* **Exercise goal**
Retype every one of the records below word for word, leaving out the pictures.

* **Supplied data**
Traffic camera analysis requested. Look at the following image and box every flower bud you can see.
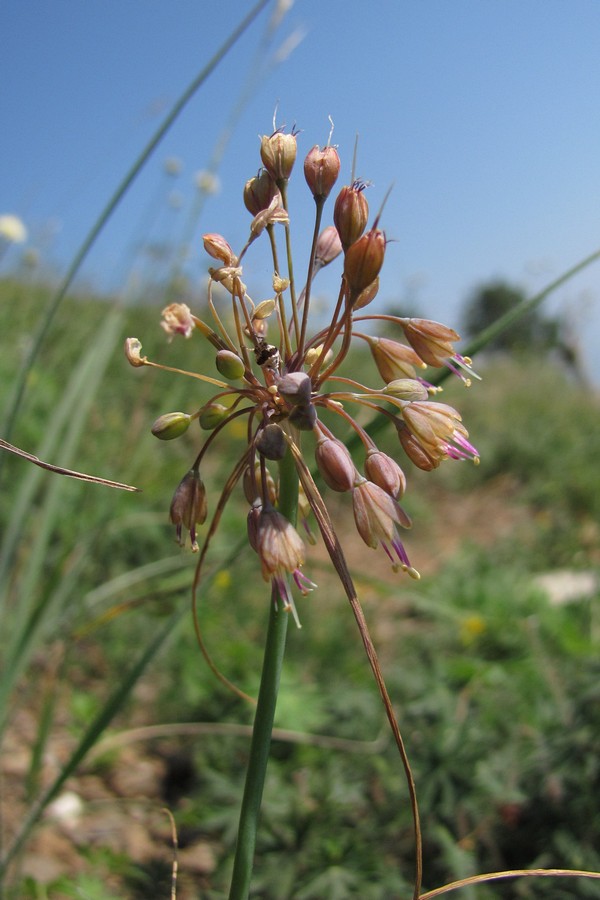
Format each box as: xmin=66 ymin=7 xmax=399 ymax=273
xmin=244 ymin=169 xmax=280 ymax=216
xmin=288 ymin=403 xmax=318 ymax=431
xmin=367 ymin=337 xmax=425 ymax=383
xmin=169 ymin=469 xmax=207 ymax=551
xmin=277 ymin=372 xmax=312 ymax=406
xmin=256 ymin=422 xmax=287 ymax=460
xmin=260 ymin=131 xmax=297 ymax=182
xmin=365 ymin=447 xmax=406 ymax=500
xmin=151 ymin=413 xmax=192 ymax=441
xmin=198 ymin=401 xmax=230 ymax=431
xmin=382 ymin=378 xmax=429 ymax=400
xmin=315 ymin=225 xmax=342 ymax=269
xmin=315 ymin=436 xmax=357 ymax=492
xmin=333 ymin=181 xmax=373 ymax=251
xmin=125 ymin=338 xmax=148 ymax=368
xmin=344 ymin=228 xmax=385 ymax=306
xmin=215 ymin=350 xmax=246 ymax=380
xmin=304 ymin=145 xmax=340 ymax=200
xmin=202 ymin=234 xmax=237 ymax=266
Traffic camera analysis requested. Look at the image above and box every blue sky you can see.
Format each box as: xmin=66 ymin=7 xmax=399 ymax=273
xmin=0 ymin=0 xmax=600 ymax=379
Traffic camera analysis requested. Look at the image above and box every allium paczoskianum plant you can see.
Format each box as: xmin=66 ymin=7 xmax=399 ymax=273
xmin=126 ymin=121 xmax=478 ymax=897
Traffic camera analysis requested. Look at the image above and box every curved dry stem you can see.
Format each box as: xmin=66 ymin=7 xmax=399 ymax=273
xmin=288 ymin=438 xmax=423 ymax=900
xmin=418 ymin=869 xmax=600 ymax=900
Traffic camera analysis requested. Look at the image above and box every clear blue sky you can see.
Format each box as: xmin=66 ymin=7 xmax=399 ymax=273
xmin=0 ymin=0 xmax=600 ymax=378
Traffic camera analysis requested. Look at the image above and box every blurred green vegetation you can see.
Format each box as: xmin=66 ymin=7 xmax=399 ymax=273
xmin=0 ymin=282 xmax=600 ymax=900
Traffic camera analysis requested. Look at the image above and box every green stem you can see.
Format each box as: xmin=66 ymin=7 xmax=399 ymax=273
xmin=0 ymin=0 xmax=269 ymax=478
xmin=229 ymin=450 xmax=298 ymax=900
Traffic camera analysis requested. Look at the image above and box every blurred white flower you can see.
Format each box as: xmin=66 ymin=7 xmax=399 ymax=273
xmin=0 ymin=213 xmax=27 ymax=244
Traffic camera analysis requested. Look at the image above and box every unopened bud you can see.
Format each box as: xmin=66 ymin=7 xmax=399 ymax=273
xmin=125 ymin=338 xmax=148 ymax=368
xmin=202 ymin=234 xmax=237 ymax=266
xmin=215 ymin=350 xmax=246 ymax=380
xmin=365 ymin=448 xmax=406 ymax=500
xmin=333 ymin=181 xmax=373 ymax=250
xmin=151 ymin=412 xmax=192 ymax=441
xmin=315 ymin=437 xmax=356 ymax=492
xmin=256 ymin=422 xmax=287 ymax=460
xmin=304 ymin=145 xmax=340 ymax=200
xmin=244 ymin=169 xmax=279 ymax=216
xmin=260 ymin=131 xmax=297 ymax=182
xmin=315 ymin=225 xmax=342 ymax=269
xmin=382 ymin=378 xmax=429 ymax=400
xmin=198 ymin=402 xmax=230 ymax=431
xmin=344 ymin=228 xmax=385 ymax=306
xmin=277 ymin=372 xmax=312 ymax=406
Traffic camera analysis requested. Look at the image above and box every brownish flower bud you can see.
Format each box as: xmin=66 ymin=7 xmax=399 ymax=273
xmin=260 ymin=131 xmax=297 ymax=182
xmin=256 ymin=422 xmax=287 ymax=460
xmin=304 ymin=145 xmax=340 ymax=200
xmin=202 ymin=233 xmax=237 ymax=266
xmin=365 ymin=447 xmax=406 ymax=500
xmin=315 ymin=436 xmax=357 ymax=492
xmin=399 ymin=319 xmax=460 ymax=366
xmin=396 ymin=421 xmax=442 ymax=472
xmin=315 ymin=225 xmax=342 ymax=269
xmin=169 ymin=469 xmax=207 ymax=552
xmin=151 ymin=412 xmax=192 ymax=441
xmin=277 ymin=372 xmax=312 ymax=406
xmin=344 ymin=228 xmax=385 ymax=306
xmin=244 ymin=169 xmax=280 ymax=216
xmin=333 ymin=181 xmax=373 ymax=250
xmin=215 ymin=350 xmax=246 ymax=381
xmin=367 ymin=337 xmax=426 ymax=384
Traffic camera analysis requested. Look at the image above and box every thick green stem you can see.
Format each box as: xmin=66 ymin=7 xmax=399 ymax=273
xmin=229 ymin=450 xmax=298 ymax=900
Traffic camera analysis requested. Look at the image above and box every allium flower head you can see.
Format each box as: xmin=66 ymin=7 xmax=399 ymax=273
xmin=125 ymin=119 xmax=478 ymax=621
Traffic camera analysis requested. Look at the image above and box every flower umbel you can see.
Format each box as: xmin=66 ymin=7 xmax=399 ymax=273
xmin=126 ymin=123 xmax=478 ymax=624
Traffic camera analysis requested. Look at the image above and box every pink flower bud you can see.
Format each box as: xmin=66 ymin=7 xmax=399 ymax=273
xmin=333 ymin=181 xmax=373 ymax=250
xmin=202 ymin=234 xmax=237 ymax=266
xmin=260 ymin=131 xmax=297 ymax=182
xmin=344 ymin=228 xmax=385 ymax=306
xmin=244 ymin=169 xmax=281 ymax=216
xmin=315 ymin=437 xmax=357 ymax=492
xmin=304 ymin=145 xmax=340 ymax=200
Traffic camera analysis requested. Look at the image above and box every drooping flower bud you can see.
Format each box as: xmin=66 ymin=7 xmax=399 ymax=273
xmin=215 ymin=350 xmax=246 ymax=381
xmin=344 ymin=228 xmax=385 ymax=306
xmin=277 ymin=372 xmax=312 ymax=406
xmin=244 ymin=169 xmax=281 ymax=216
xmin=202 ymin=233 xmax=237 ymax=266
xmin=304 ymin=144 xmax=340 ymax=200
xmin=333 ymin=181 xmax=373 ymax=250
xmin=169 ymin=469 xmax=207 ymax=552
xmin=256 ymin=422 xmax=287 ymax=460
xmin=260 ymin=131 xmax=297 ymax=182
xmin=315 ymin=225 xmax=342 ymax=269
xmin=365 ymin=447 xmax=406 ymax=500
xmin=315 ymin=435 xmax=357 ymax=493
xmin=151 ymin=412 xmax=192 ymax=441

* **Response to this exercise**
Traffic camera analysis requested. Look at the following image and box every flower bud you can see.
Format each box as: xmin=66 ymin=7 xmax=399 ymax=273
xmin=244 ymin=169 xmax=280 ymax=216
xmin=288 ymin=403 xmax=318 ymax=431
xmin=367 ymin=337 xmax=425 ymax=383
xmin=169 ymin=469 xmax=207 ymax=551
xmin=277 ymin=372 xmax=312 ymax=406
xmin=256 ymin=422 xmax=287 ymax=460
xmin=260 ymin=131 xmax=297 ymax=182
xmin=365 ymin=447 xmax=406 ymax=500
xmin=151 ymin=413 xmax=192 ymax=441
xmin=198 ymin=401 xmax=230 ymax=431
xmin=382 ymin=378 xmax=429 ymax=400
xmin=315 ymin=225 xmax=342 ymax=269
xmin=315 ymin=436 xmax=357 ymax=492
xmin=333 ymin=181 xmax=373 ymax=251
xmin=125 ymin=338 xmax=148 ymax=368
xmin=344 ymin=228 xmax=385 ymax=306
xmin=215 ymin=350 xmax=246 ymax=380
xmin=304 ymin=145 xmax=340 ymax=200
xmin=202 ymin=234 xmax=237 ymax=266
Traffic camera analysis requested. Look at the image above and box every blue sky you can see.
Format each box as: xmin=66 ymin=7 xmax=399 ymax=273
xmin=0 ymin=0 xmax=600 ymax=379
Traffic camera analysis requested. Look at the image above and box every allium paczoskianum plant you can see.
Format each box as: xmin=66 ymin=7 xmax=399 ymax=273
xmin=126 ymin=121 xmax=478 ymax=897
Traffic camera analysis requested. Look at the image above and box every curved dry stem you can see.
Format each box as: xmin=66 ymin=7 xmax=399 ymax=273
xmin=288 ymin=438 xmax=423 ymax=900
xmin=418 ymin=869 xmax=600 ymax=900
Traffic camera analysis requested. Look at the image above and box every clear blue sky you can see.
Format each box as: xmin=66 ymin=7 xmax=399 ymax=273
xmin=0 ymin=0 xmax=600 ymax=378
Traffic camera analysis requested. Look at the image above and box every blurred green vegetation you can see.
Format each box as: xmin=66 ymin=7 xmax=399 ymax=273
xmin=0 ymin=282 xmax=600 ymax=900
Traffic camera analysis requested. Look at the image above and box every green stem you can see.
Format each box as: xmin=66 ymin=7 xmax=399 ymax=273
xmin=0 ymin=0 xmax=269 ymax=478
xmin=229 ymin=450 xmax=298 ymax=900
Traffic camera analysis requested. Look at the image above and box every blurred white flower you can see.
Format each box as: xmin=66 ymin=7 xmax=399 ymax=273
xmin=0 ymin=213 xmax=27 ymax=244
Traffic camera analysis requested. Look at the image above and box every unopened bud you can see.
Format each box as: xmin=66 ymin=7 xmax=399 ymax=273
xmin=125 ymin=338 xmax=148 ymax=368
xmin=202 ymin=234 xmax=237 ymax=266
xmin=215 ymin=350 xmax=246 ymax=380
xmin=365 ymin=448 xmax=406 ymax=500
xmin=333 ymin=181 xmax=373 ymax=250
xmin=151 ymin=412 xmax=192 ymax=441
xmin=315 ymin=437 xmax=356 ymax=492
xmin=256 ymin=422 xmax=287 ymax=460
xmin=304 ymin=145 xmax=340 ymax=200
xmin=244 ymin=169 xmax=279 ymax=216
xmin=260 ymin=131 xmax=297 ymax=182
xmin=315 ymin=225 xmax=342 ymax=269
xmin=382 ymin=378 xmax=429 ymax=400
xmin=198 ymin=402 xmax=230 ymax=431
xmin=344 ymin=228 xmax=385 ymax=306
xmin=277 ymin=372 xmax=312 ymax=406
Traffic camera analysis requested. Look at the image above and box every brownish flower bud you can see.
Format each box as: xmin=66 ymin=7 xmax=399 ymax=273
xmin=260 ymin=131 xmax=297 ymax=182
xmin=256 ymin=422 xmax=287 ymax=460
xmin=304 ymin=145 xmax=340 ymax=200
xmin=202 ymin=233 xmax=237 ymax=266
xmin=365 ymin=447 xmax=406 ymax=500
xmin=315 ymin=436 xmax=357 ymax=492
xmin=399 ymin=319 xmax=460 ymax=366
xmin=396 ymin=421 xmax=442 ymax=472
xmin=315 ymin=225 xmax=342 ymax=269
xmin=169 ymin=469 xmax=207 ymax=552
xmin=151 ymin=412 xmax=192 ymax=441
xmin=277 ymin=372 xmax=312 ymax=406
xmin=344 ymin=228 xmax=385 ymax=306
xmin=244 ymin=169 xmax=280 ymax=216
xmin=333 ymin=181 xmax=373 ymax=250
xmin=215 ymin=350 xmax=246 ymax=381
xmin=367 ymin=337 xmax=426 ymax=384
Traffic camera analysis requested. Look at the image above and box every thick green stem you can see.
Format each box as: xmin=66 ymin=7 xmax=399 ymax=273
xmin=229 ymin=450 xmax=298 ymax=900
Traffic camera analysis requested. Look at the image above and box every allium flower head you can see.
Format each box as: xmin=66 ymin=7 xmax=399 ymax=273
xmin=125 ymin=119 xmax=478 ymax=621
Traffic camera analysis requested. Look at the image above and box every flower umbel you can see.
Format each box as: xmin=66 ymin=7 xmax=399 ymax=273
xmin=126 ymin=123 xmax=478 ymax=624
Traffic camera analysis requested. Look at the image above and box every pink flower bud you can see.
Format each box as: xmin=66 ymin=7 xmax=399 ymax=273
xmin=333 ymin=181 xmax=373 ymax=250
xmin=202 ymin=234 xmax=237 ymax=266
xmin=260 ymin=131 xmax=297 ymax=182
xmin=344 ymin=228 xmax=385 ymax=306
xmin=244 ymin=169 xmax=281 ymax=216
xmin=315 ymin=437 xmax=357 ymax=492
xmin=304 ymin=145 xmax=340 ymax=200
Traffic camera analysis requested. Look at the image above and box every drooping flower bud you can see.
Format each box as: xmin=66 ymin=7 xmax=399 ymax=273
xmin=215 ymin=350 xmax=246 ymax=381
xmin=344 ymin=228 xmax=385 ymax=306
xmin=277 ymin=372 xmax=312 ymax=406
xmin=244 ymin=169 xmax=281 ymax=216
xmin=202 ymin=233 xmax=237 ymax=266
xmin=304 ymin=144 xmax=340 ymax=200
xmin=333 ymin=181 xmax=373 ymax=250
xmin=169 ymin=469 xmax=207 ymax=552
xmin=256 ymin=422 xmax=287 ymax=460
xmin=260 ymin=131 xmax=297 ymax=182
xmin=315 ymin=225 xmax=342 ymax=269
xmin=365 ymin=447 xmax=406 ymax=500
xmin=315 ymin=435 xmax=357 ymax=493
xmin=151 ymin=412 xmax=192 ymax=441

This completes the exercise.